▶ [Text excerpt]

# # # #

High-functioning autism + great wealth = sociopathy (often, and maybe even usually).
@VioletMoon: Take a close look at the details of tech billionaires’ charitable operations, and they are often self-serving in significant ways. And all of them redirect public money lost to tax deductions to privately determined ends which, again, are often self-serving in significant ways.
Stick to tech not politics please.
Do you really think you can separate politics from every other aspect of life? That’s just childish.
Elon Musk–The Boring Company–creates “fast-speed tunnels to solve notorious traffic jams in America”
The Boring Company has completed one project (after six years), which is one mile long single lane test project that lacks basic safety features. Many other projects have been terminated.
And it’s not even fast speed. It’s a glorified low-speed taxi service for a route you could walk faster.
“. . . the negative impact of tech leaders on society.”
What about the tech leaders who have had a positive impact on society? Elon Musk–The Boring Company–creates “fast-speed tunnels to solve notorious traffic jams in America”; Starlink, bridges the digital divide and provide access to education, healthcare, and economic opportunities in remote areas of the world”; Neuralink; EV, never would have happened without Musk and risking billions of dollars.
Elon Musk uses his and money and power to help humanity reach new heights, like so many who came before him.
https://timesofindia.indiatimes.com/world/us/is-elon-musk-a-visionary-or-villain/articleshow/97082552.cms
What would we do without Steve Jobs? No more Apple stories on gHacks; Bill Gates? Enabled the interconnectedness of all continents with development and continuing development of an OS the masses can operate (no whining); Jeff Bezos, changed the face of online shopping (truly grateful for the service) and streaming–before Netflix was, Amazon is.
Facebook–“Facebook may have a legal obligation to take down accounts that incentivize violence in countries like Myanmar,” but . . . if it’s not Facebook, it will be some other venue.
Why are people so disgusted with this 1% when all they did was harness the power of innovation and lead a world into a new era of potentiality which provides all of us new tools for success?
Where does Martin fall? All he did was create a tech-news blog back in 2005, one of the premier niche tech sites on the Internet.
Visionary or villain?
People forget, these tech billionaires give away billions of dollars!
https://www.businessinsider.com/tech-billionaires-who-donate-most-to-charity-2019-1?op=1
Unlike the US that gives away billions of bullets and guns and bombs and lives of innocent young men/women to fight unwinnable wars in far away places.

# # # #

▶ [Material]
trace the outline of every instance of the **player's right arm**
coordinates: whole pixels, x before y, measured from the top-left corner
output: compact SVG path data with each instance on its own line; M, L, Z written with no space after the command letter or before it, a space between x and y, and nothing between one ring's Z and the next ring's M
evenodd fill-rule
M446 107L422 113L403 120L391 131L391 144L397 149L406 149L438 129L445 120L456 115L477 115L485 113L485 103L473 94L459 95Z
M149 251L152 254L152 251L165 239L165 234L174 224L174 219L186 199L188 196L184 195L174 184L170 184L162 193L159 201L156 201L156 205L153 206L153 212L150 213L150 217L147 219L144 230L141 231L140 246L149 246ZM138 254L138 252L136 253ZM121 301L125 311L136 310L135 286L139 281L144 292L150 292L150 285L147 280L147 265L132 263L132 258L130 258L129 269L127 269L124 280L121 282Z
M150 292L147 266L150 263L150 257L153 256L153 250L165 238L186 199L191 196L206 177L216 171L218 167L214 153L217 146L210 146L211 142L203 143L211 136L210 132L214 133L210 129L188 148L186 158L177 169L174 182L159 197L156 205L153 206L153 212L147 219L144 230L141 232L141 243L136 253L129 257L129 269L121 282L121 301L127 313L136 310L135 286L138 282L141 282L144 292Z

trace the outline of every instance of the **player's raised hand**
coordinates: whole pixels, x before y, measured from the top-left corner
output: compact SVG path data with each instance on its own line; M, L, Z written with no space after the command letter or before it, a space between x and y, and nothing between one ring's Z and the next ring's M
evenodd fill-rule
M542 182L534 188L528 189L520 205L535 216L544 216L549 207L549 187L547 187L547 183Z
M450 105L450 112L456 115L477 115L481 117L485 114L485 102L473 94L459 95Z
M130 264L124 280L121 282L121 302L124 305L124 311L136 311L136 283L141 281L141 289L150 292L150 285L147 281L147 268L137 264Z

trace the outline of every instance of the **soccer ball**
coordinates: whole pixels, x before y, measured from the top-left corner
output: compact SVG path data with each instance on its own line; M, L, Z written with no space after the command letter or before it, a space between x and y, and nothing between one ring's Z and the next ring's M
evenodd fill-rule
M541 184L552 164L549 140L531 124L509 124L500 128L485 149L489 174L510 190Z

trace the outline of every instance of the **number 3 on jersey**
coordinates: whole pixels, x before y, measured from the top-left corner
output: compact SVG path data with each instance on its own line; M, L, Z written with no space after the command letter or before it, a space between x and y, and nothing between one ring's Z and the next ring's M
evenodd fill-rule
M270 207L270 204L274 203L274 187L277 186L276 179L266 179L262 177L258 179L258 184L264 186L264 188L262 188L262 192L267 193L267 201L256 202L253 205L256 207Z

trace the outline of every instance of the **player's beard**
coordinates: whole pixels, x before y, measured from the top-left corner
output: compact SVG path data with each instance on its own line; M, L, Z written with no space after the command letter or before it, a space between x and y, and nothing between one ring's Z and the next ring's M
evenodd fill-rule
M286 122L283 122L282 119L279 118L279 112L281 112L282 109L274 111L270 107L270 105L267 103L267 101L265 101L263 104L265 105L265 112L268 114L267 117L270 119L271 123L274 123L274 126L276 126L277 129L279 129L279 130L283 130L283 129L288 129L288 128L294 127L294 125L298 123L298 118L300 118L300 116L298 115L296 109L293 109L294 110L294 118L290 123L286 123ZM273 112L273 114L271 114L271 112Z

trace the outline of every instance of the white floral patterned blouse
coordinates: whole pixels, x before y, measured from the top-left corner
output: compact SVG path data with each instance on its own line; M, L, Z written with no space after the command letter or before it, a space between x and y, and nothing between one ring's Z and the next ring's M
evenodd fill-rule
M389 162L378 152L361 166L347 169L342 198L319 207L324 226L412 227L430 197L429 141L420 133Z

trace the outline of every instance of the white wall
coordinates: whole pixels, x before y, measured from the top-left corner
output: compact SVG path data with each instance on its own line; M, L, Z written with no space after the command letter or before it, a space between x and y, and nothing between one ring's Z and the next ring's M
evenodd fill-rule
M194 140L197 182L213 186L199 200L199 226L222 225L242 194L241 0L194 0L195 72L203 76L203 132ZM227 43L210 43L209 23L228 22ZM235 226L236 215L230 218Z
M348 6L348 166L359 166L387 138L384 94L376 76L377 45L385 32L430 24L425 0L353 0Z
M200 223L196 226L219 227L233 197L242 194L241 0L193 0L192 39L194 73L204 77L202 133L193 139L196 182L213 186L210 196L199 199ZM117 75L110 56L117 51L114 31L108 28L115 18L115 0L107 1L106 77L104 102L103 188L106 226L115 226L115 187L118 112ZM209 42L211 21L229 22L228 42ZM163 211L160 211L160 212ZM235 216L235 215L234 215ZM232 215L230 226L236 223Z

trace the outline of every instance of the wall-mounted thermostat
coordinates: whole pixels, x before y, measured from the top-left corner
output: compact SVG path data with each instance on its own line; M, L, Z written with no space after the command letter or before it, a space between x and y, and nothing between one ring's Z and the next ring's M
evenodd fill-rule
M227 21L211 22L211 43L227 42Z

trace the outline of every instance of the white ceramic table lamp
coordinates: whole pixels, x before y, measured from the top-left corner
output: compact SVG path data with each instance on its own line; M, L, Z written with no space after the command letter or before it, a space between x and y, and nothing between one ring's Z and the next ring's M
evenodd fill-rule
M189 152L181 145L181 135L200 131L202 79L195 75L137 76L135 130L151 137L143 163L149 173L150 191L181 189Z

# # # #

▶ [Goal] Condense the paragraph of the tech billionaire comments that begins "What would we do without Steve Jobs?" into a short list, keeping its main facts. Work only from the text.

▶ [Expected output]
- Steve Jobs: without him, gHacks would have no more Apple stories.
- Bill Gates: developed, and keeps developing, an operating system the masses can use, which connected all continents.
- Jeff Bezos: changed the face of online shopping and streaming.